Your goal: Starting at the line that contains "For every instance of the short-haired", copy each line through the final one exactly as written.

[Collected data]
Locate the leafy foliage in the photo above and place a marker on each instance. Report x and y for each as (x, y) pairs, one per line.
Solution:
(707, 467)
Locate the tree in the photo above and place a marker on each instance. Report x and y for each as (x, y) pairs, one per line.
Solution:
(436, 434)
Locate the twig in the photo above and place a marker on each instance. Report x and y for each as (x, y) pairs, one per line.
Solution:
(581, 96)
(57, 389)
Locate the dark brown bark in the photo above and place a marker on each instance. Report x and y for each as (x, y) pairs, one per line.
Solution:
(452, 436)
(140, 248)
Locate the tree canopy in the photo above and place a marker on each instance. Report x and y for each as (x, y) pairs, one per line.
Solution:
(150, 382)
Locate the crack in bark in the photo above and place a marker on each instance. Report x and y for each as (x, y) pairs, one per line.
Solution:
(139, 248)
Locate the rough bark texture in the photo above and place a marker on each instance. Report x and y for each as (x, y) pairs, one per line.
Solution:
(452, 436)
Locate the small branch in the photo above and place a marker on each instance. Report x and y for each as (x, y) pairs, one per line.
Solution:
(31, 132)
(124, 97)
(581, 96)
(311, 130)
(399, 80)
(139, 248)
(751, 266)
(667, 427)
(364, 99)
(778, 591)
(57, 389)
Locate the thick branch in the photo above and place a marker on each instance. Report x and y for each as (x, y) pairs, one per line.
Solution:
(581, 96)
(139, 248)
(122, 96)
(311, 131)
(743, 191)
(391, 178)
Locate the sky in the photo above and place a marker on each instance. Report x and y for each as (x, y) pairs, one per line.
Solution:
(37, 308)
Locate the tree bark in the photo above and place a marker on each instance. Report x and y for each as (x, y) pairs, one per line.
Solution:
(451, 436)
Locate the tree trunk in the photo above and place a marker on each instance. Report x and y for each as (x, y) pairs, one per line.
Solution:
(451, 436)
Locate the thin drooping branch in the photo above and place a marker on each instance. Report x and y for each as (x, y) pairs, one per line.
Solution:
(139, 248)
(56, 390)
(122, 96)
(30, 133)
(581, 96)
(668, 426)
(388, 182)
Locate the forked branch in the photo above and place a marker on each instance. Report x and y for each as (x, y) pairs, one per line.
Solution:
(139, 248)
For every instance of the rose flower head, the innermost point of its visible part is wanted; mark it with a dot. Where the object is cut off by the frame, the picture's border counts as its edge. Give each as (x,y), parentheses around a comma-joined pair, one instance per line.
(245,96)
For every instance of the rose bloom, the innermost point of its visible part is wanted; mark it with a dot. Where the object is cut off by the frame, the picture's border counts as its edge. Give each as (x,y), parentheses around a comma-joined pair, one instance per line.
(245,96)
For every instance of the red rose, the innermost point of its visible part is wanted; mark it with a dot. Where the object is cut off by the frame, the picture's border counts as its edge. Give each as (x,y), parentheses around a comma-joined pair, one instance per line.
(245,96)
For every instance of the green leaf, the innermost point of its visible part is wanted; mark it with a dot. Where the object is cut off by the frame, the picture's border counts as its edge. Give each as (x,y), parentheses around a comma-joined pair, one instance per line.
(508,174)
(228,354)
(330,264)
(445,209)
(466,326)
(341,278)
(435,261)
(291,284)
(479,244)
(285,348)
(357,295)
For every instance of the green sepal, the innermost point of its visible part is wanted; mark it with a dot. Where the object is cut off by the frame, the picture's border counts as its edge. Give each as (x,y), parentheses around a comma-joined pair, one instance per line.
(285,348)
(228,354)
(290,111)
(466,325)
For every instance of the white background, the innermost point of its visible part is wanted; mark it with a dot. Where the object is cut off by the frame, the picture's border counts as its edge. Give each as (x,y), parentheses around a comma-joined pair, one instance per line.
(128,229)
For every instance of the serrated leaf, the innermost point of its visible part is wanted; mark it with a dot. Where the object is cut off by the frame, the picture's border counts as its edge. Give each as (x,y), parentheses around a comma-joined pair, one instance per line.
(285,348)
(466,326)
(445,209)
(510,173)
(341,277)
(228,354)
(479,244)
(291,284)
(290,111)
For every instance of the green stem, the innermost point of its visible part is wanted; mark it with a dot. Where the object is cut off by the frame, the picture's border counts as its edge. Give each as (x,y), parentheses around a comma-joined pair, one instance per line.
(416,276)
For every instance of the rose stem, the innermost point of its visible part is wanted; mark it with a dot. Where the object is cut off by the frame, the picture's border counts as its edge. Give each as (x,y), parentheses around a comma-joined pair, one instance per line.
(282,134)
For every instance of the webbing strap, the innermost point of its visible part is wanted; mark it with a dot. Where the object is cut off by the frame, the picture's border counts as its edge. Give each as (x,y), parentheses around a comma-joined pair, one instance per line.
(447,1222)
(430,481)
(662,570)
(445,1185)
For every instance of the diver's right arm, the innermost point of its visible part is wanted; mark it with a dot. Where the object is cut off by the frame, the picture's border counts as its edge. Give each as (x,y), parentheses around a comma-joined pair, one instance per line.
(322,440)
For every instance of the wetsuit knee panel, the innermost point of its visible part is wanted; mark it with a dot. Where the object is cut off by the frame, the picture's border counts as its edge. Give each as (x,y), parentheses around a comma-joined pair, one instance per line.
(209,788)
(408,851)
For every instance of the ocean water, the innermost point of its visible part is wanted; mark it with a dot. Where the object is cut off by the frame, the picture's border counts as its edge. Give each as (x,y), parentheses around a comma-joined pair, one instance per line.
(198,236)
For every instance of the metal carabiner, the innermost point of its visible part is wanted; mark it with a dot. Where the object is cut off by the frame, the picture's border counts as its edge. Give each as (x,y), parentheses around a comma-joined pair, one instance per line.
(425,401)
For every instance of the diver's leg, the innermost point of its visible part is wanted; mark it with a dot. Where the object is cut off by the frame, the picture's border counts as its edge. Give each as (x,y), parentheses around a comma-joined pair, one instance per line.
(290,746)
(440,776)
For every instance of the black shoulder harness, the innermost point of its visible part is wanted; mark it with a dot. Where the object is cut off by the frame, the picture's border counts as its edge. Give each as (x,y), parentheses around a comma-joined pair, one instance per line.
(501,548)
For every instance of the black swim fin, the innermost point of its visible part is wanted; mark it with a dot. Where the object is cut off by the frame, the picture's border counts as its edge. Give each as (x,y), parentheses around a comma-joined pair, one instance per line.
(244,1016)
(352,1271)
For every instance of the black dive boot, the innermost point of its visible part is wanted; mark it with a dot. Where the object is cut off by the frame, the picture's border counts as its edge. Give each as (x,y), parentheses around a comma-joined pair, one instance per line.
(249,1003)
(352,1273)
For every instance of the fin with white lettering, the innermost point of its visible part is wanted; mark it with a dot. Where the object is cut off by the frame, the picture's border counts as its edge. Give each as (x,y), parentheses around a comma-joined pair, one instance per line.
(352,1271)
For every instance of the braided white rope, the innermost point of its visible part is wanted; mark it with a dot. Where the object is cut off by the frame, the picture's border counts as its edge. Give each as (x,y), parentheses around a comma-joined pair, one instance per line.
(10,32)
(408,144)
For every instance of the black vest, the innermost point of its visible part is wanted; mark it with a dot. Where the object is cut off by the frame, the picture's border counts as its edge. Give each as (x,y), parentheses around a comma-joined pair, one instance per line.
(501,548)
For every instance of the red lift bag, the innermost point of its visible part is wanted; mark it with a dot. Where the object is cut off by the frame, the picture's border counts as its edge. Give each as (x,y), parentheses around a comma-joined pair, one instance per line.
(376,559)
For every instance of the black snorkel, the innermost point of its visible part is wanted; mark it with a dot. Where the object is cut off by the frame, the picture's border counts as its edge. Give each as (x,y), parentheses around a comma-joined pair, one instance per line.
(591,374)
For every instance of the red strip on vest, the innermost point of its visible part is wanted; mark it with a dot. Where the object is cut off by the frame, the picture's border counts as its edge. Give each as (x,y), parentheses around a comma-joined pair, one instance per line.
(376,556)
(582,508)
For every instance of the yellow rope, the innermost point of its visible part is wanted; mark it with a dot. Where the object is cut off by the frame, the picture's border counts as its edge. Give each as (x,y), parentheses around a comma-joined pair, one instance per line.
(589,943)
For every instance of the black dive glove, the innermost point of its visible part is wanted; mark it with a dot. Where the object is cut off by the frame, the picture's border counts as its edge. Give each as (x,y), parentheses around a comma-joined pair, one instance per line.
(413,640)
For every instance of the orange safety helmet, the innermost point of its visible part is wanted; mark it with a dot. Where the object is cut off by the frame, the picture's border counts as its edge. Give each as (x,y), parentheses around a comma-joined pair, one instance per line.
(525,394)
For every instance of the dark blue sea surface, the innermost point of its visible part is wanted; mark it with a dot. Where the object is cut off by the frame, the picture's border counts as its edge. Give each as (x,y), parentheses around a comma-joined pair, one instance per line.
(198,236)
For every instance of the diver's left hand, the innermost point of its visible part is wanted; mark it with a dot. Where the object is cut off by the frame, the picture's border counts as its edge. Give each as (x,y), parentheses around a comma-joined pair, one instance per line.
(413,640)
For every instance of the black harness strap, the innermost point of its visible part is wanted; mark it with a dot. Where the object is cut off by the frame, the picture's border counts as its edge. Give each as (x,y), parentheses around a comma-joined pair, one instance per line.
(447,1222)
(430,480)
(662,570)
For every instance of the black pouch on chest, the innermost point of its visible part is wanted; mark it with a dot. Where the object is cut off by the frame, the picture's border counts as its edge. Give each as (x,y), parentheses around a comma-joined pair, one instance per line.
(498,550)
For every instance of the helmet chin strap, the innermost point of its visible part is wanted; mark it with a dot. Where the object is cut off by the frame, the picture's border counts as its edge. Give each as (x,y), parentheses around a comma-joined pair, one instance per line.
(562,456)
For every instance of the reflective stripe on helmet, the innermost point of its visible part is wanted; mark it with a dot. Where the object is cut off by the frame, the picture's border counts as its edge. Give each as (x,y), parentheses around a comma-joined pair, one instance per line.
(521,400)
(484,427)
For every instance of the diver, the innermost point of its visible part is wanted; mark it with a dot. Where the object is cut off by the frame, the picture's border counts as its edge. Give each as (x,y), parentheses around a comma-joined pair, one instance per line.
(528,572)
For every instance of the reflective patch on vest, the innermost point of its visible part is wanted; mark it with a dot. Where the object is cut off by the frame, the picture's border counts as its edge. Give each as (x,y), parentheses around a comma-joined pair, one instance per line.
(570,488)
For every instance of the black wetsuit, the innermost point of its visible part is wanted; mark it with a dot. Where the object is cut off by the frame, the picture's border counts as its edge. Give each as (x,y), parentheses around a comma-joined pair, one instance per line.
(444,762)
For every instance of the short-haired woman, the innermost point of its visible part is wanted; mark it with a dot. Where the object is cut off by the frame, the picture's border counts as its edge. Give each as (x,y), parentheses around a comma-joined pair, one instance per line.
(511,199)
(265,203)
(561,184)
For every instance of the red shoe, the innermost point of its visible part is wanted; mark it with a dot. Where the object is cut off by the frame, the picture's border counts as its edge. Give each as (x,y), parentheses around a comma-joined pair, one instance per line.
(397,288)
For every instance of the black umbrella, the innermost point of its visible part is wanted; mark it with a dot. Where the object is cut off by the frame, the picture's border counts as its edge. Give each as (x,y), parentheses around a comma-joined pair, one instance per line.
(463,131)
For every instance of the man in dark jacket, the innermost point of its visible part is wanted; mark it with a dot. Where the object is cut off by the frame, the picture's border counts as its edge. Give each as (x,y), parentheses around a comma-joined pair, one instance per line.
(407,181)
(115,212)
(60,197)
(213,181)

Solution below:
For every instance of the short-haired woman, the innermost point of its visible part is wanted; mark it with a dot. Where the object is cut off by the frame, the picture's border counts as its edge. Give each as (x,y), parentheses around a comma-joined pair, one instance per line.
(511,199)
(265,203)
(561,184)
For every instance of the red shoe, the innermost point of its visible part is wanted; mark it with a dot. Where the object is cut off by the frame, the picture's border counts as its edge. Give each as (x,y), parentheses around a comma-joined pair, one instance per line.
(397,288)
For every instance of the black umbrella, the innermost point of its visible part is wanted; mark it with a dot. Where the object is cut off by the frame, the picture's border counts as its edge. Give each as (x,y), parentheses around a comma-joined pair, one instance per line.
(463,131)
For every instance of the man in dark jacket, the innermost point of its visible part is wanted; mark it with a dot. Where the object is cut off by the frame, the picture's border counts as its edge. Give each as (x,y), parentheses around a comma-joined pair, one instance per line.
(407,181)
(115,212)
(60,197)
(213,181)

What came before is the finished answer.